A sua tarefa: Prossiga com o recurso contra o despacho que admitiu a prova pericial, a partir da última frase apresentada.

Texto para leitura:
----------------

Recorrentes: Os Réus, AA e BB

Recorridos: os Autores, CC e DD

AA e BB, Réus na ação declarativa comum que contra si foi proposta por CC e DD, apresentaram recurso do despacho que admitiu a perícia por estes requerida, para prova dos factos constantes dos artigos 17º a 19º, da petição inicial[1], pugnando por que, na sua procedência, seja o mesmo revogado com base nas seguintes

CONCLUSÕES:

1. O presente recurso tem por objeto o douto despacho proferido nos presentes autos (ref.ª 473882857), pelo qual foi admitida a realização de prova pericial, com o fundamento de que a matéria alegada nos artigos 17.º a 19.º da petição inicial constituiriam questões cujo apuramento exigiria especiais conhecimentos técnicos.

Ora, o direito de acesso à justiça, constitucionalmente consagrado, abrange o direito à produção de prova, mas tal não confere às partes um poder ilimitado de requerer e ver admitido qualquer meio probatório, devendo a sua admissibilidade ser apreciada à luz da lei.

3. O direito à prova não é absoluto, sendo legítimas as limitações fundadas em razões de legalidade, pertinência, proporcionalidade, desde que não comprometam o direito à tutela jurisdicional efetiva.

----------------

Secção de dados:
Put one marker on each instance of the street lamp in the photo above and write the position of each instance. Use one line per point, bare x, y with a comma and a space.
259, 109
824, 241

----------------

Resultado final:
4. Nos termos do CC-341 e CPC-410, só são admissíveis os meios de prova que se destinem à demonstração de factos concretos, controvertidos e juridicamente relevantes, que influenciem a decisão final da causa.

5. Cabe ao Tribunal apreciar a admissibilidade dos meios de prova propostos, podendo e devendo recusar aqueles que se revelem impertinentes, inúteis ou desnecessários para a boa decisão da causa.

6. A prova pericial tem uma natureza excecional e destina-se apenas a esclarecer factos cuja perceção ou valoração requeira efetivamente o recurso a conhecimentos técnicos, científicos que ultrapassem o domínio do conhecimento comum do julgador.

7. A sua função reside não apenas na perceção sensorial dos factos, mas na formulação de um juízo técnico-científico sobre esses mesmos factos, com base em critérios objetivos e máximas de experiência técnica que escapem ao âmbito da apreciação judicial.

8. Consequentemente, a perícia apenas deve ser admitida quando estejam em causa factos cuja apreciação exija, de forma incontornável, a intervenção de um perito, nomeadamente quando estejam em causa áreas técnicas especializadas de ciência, arte ou técnica.

9. Sempre que o apuramento dos factos possa ser efetuado diretamente pelo Tribunal, com base noutros meios de prova e na sua própria capacidade de avaliação, a perícia é não só inadmissível, como também dilatória.

10. No caso sub judice, os Autores requereram a realização de prova pericial para apuramento do valor locativo do rés-do-chão do prédio identificado na petição inicial, alegando prejuízo diário de €100,00 (cem euros), desde 1 de fevereiro de 2025, em virtude da ocupação alegadamente abusiva pelos Réus.

11. O apuramento do valor locativo de um imóvel, enquanto estimativa económica, não pressupõe o recurso a conhecimentos técnico-científicos especializados, mas apenas a análise de dados de mercado e de natureza estatística, amplamente acessíveis ao julgador.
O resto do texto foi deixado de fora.